- **What to produce**:
Every line with "leaf" in it must be copied from the data.

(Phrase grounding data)

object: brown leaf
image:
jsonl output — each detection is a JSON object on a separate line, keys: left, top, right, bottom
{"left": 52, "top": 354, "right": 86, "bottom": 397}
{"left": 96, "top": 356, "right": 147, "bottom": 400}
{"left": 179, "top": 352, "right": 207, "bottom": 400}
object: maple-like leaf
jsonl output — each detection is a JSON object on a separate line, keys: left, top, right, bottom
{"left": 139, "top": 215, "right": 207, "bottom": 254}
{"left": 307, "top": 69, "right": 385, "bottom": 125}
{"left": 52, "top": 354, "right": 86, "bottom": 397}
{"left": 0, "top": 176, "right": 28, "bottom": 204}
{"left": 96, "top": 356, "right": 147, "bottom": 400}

- **Exercise answer**:
object: brown leaf
object: maple-like leaf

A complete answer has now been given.